#### Page text ####

This tutorial shows how to (i) define priors in a PEtabODEProblem, and (ii) run Bayesian inference with AdaptiveMCMC.jl and AdvancedHMC.jl. Note that this functionality is planned to move into a separate package, and the API will change in the future.
Note
To use Bayesian inference functionality, load Bijectors.jl, LogDensityProblems.jl, and LogDensityProblemsAD.jl.
Creating a Bayesian inference problem
For PEtab problems in the PEtab standard format, priors are defined in the parameter table. Here, we instead consider a model defined directly in Julia: a simple saturated growth model. First, let’s define the model and simulate data:
using DataFrames, Distributions, OrdinaryDiffEqRosenbrock,
ModelingToolkit, PEtab, Plots
using ModelingToolkit: t_nounits as t, D_nounits as D
@mtkmodel SYS begin
@parameters begin
b1
b2
end
@variables begin
x(t) = 0.0
# observables
obs_x(t)
end
@equations begin
D(x) ~ b2 * (b1 - x)
# observables
obs_x ~ x
end
end
@mtkbuild sys = SYS()
# Simulate data with Normal measurement noise (σ = 0.03)
oprob = ODEProblem(sys, [0.0], (0.0, 2.5), [1.0, 0.2])
tsave = range(0.0, 2.5, 101)
sol = solve(oprob, Rodas5P(); abstol=1e-12, reltol=1e-12, saveat=tsave)
obs = sol[:x] .+ rand(Normal(0.0, 0.03), length(tsave))
measurements = DataFrame(obs_id="obs_x", time=sol.t, measurement=obs)
# Observable
@parameters sigma
observables = PEtabObservable(:obs_x, :obs_x, sigma)
# Plot the data
plot(measurements.time, measurements.measurement; seriestype=:scatter,
title="Observed data")

#### Given information ####

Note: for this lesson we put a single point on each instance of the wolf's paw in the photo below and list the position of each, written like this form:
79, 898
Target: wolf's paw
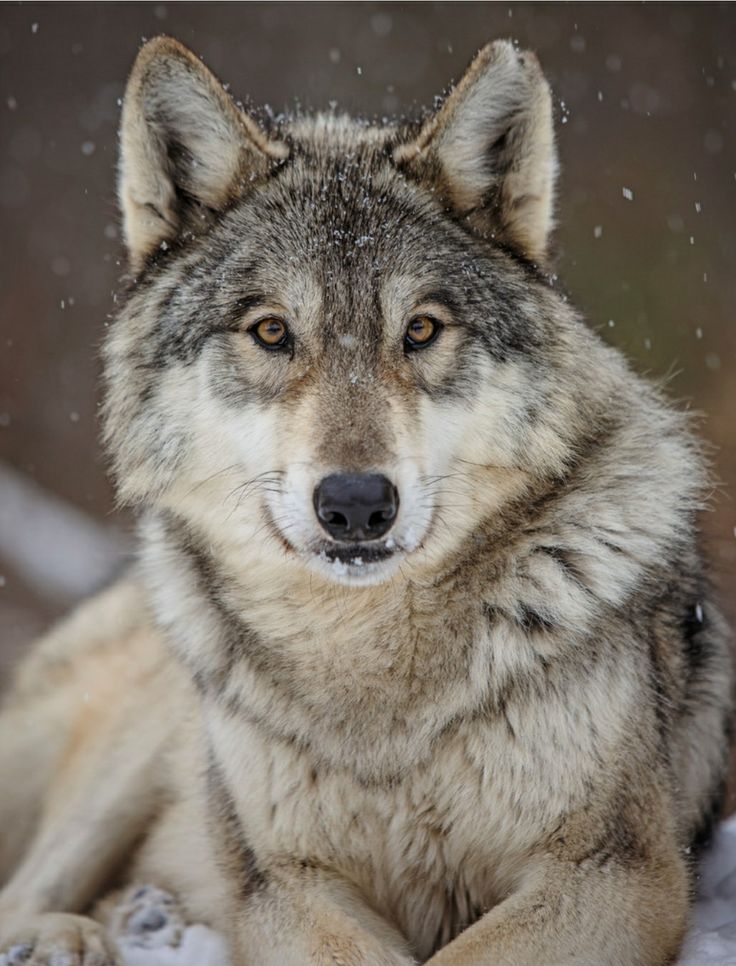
148, 917
56, 939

####

# [List of tasks]
1. Based on the Bayesian inference tutorial, decide whether each statement is true. Answer yes or no, and quote the words from the tutorial that settle it. (a) The model in the tutorial gets its priors from a parameter table in the PEtab standard format. (b) The simulated data use normal measurement noise with a standard deviation of 0.03. (c) The API for this functionality is expected to stay the same.
2. Carry on the Bayesian inference tutorial from its last line.
The material is separate from the Bayesian inference tutorial.

# [Answers]
1.
(a) No: "Here, we instead consider a model defined directly in Julia"
(b) Yes: "Simulate data with Normal measurement noise (σ = 0.03)"
(c) No: "the API will change in the future."

2.
Priors are assigned via PEtabParameter using any continuous distribution from Distributions.jl. For example:
pest = [
PEtabParameter(:b1, value=1.0, scale=:lin, prior=Uniform(0.0, 5.0)),
PEtabParameter(:b2, value=0.2, prior=LogNormal(1.0, 1.0)),
PEtabParameter(:sigma, value=0.03, scale=:lin, prior=Gamma(1.0, 1.0))
]3-element Vector{PEtabParameter}:
PEtabParameter b1: estimate (scale = lin, prior(b1) = Uniform(a=0.0, b=5.0))
PEtabParameter b2: estimate (scale = log10, prior(b2) = LogNormal(μ=1.0, σ=1.0))
PEtabParameter sigma: estimate (scale = lin, prior(sigma) = Gamma(α=1.0, θ=1.0))Priors are evaluated on the parameter’s linear (non-transformed) scale. For example, while b2 above is estimated on the log10 scale, the prior applies to b1 (not log10(b1)). If no prior is provided, the default is a Uniform over the parameter bounds. Finally, build the problem as usual:
model = PEtabModel(sys, observables, measurements, pest)
petab_prob = PEtabODEProblem(model)PEtabODEProblem ODESystemModel: 3 parameters to estimate
(for more statistics, call `describe(petab_prob)`)Bayesian inference (general setup)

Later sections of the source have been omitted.